Set task :: Locate the line that contains "Objective — one point per instance of the conifer". Reproduce it and all following lines up to the end of the material, exactly and with nothing added.

Dataset rows ::
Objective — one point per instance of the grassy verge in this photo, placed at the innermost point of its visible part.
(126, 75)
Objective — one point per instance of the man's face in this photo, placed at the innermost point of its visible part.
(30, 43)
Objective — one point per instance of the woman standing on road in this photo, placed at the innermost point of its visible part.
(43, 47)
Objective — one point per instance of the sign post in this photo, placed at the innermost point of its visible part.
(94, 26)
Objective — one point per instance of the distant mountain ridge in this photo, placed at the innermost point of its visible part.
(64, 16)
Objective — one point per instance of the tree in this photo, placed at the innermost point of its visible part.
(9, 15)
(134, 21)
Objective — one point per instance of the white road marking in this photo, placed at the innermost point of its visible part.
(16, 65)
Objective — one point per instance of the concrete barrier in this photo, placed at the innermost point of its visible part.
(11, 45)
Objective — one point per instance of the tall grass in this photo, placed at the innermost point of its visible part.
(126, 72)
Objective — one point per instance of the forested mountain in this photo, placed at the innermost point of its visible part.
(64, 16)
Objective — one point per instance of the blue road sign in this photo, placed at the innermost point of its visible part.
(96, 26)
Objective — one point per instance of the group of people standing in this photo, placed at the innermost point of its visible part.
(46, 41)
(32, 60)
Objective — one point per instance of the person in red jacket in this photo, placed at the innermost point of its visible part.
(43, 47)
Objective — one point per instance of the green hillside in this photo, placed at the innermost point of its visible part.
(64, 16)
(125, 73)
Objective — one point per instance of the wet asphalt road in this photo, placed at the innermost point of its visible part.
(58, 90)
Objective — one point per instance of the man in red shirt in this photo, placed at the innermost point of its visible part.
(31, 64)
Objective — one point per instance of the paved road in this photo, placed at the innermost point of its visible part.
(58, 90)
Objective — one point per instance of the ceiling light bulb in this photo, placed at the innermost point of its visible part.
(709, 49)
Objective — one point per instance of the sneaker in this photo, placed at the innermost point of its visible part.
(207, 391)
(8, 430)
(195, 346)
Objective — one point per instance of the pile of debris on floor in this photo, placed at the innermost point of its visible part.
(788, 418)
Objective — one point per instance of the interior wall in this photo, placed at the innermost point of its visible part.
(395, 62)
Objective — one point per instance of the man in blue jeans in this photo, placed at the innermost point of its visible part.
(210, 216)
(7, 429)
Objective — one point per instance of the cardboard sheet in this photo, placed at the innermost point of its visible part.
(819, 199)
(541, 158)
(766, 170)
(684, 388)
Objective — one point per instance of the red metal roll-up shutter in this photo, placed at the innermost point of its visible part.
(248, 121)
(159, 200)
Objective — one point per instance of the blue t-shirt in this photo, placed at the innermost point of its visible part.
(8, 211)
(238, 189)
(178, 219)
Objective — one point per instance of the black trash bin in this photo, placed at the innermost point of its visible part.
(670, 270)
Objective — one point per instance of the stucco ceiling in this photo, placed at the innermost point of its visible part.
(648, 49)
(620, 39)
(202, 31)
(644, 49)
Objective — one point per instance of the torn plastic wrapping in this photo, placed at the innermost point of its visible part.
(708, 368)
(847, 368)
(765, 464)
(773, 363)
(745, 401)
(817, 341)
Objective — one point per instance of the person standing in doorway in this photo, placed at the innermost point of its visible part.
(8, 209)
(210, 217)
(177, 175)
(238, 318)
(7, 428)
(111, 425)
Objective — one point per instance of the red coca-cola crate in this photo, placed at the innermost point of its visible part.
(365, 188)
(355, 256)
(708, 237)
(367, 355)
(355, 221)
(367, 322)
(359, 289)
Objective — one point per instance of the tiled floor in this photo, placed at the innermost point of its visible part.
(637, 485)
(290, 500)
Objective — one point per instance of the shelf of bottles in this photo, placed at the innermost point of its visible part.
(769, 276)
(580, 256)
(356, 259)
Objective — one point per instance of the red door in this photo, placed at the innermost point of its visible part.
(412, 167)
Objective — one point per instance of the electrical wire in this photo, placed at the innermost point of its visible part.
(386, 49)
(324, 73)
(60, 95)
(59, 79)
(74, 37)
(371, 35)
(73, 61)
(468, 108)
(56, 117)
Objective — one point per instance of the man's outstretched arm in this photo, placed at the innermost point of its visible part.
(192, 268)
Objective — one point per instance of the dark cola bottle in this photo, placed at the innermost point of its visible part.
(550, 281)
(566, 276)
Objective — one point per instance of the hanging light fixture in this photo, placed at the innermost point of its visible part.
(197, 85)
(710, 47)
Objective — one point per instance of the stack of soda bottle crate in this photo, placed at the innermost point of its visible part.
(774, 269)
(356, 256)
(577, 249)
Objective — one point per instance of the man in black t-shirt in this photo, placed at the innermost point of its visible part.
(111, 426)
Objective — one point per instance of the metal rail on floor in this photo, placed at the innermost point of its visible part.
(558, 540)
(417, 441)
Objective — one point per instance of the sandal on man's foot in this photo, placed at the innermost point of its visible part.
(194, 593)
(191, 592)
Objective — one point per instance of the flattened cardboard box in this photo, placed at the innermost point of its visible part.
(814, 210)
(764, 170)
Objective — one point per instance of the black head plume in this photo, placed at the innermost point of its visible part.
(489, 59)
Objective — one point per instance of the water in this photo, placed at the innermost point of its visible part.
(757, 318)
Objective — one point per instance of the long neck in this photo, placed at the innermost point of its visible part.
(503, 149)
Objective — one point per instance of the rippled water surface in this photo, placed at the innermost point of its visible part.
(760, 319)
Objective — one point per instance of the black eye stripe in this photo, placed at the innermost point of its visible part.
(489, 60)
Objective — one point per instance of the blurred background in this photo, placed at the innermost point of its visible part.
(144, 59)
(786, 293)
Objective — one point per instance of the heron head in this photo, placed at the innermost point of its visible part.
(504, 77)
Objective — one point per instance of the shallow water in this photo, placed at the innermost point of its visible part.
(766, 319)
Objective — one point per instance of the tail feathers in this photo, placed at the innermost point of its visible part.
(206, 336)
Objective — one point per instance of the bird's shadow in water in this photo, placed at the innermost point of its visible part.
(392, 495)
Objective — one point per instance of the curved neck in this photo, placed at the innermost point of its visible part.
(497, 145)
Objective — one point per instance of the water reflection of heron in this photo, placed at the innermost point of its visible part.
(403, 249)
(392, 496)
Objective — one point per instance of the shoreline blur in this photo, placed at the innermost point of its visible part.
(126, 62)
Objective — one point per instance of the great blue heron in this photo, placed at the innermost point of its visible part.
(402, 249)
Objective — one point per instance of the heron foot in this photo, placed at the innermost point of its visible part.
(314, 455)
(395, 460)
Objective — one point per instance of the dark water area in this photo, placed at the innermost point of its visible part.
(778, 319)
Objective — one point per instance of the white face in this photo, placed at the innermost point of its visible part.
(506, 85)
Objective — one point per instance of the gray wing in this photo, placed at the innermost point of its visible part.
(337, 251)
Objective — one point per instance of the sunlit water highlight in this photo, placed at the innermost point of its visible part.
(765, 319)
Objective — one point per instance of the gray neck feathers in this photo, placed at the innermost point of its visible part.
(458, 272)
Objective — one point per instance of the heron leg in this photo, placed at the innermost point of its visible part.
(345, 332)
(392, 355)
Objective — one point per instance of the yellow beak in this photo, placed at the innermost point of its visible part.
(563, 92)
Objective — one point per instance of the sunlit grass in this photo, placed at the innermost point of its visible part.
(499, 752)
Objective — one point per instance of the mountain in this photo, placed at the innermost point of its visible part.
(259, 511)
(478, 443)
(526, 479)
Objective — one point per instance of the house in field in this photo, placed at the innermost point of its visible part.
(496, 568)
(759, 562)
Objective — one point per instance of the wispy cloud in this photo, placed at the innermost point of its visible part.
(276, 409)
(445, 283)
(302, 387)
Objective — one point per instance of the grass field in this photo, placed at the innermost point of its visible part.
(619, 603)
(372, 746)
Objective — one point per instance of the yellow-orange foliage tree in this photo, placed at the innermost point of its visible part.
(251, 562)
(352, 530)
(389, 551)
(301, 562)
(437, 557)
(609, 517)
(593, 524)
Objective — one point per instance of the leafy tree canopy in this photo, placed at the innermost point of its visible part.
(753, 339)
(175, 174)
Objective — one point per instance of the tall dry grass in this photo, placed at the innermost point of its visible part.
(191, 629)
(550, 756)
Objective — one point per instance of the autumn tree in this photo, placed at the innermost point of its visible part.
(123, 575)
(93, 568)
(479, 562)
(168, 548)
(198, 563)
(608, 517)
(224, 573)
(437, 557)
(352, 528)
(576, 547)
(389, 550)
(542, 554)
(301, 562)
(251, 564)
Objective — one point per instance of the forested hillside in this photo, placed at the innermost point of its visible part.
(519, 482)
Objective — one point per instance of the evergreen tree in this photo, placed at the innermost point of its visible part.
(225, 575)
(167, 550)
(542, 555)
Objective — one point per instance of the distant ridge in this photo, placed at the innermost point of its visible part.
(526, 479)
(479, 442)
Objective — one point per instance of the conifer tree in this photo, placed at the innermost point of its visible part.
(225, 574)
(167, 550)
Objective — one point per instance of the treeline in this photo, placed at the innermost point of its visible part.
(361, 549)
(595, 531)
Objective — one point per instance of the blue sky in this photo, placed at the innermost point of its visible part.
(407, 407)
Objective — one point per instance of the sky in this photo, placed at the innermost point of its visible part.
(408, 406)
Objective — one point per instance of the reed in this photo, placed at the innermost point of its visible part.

Result ::
Objective — one point per instance of the conifer tree in this photo, placed at the innermost point of its visible part.
(225, 574)
(167, 550)
Objective — one point per instance of the treeline in this photo, placed at the innermost point of its visible part.
(361, 549)
(595, 531)
Objective — one point per instance of the blue sky in this photo, placed at the innermost point of its visible part.
(407, 407)
Objective — one point per instance of the sky in this photo, placed at the innermost point of its visible part.
(408, 406)
Objective — one point per instance of the reed in this photo, placed at the innermost point of its visible part.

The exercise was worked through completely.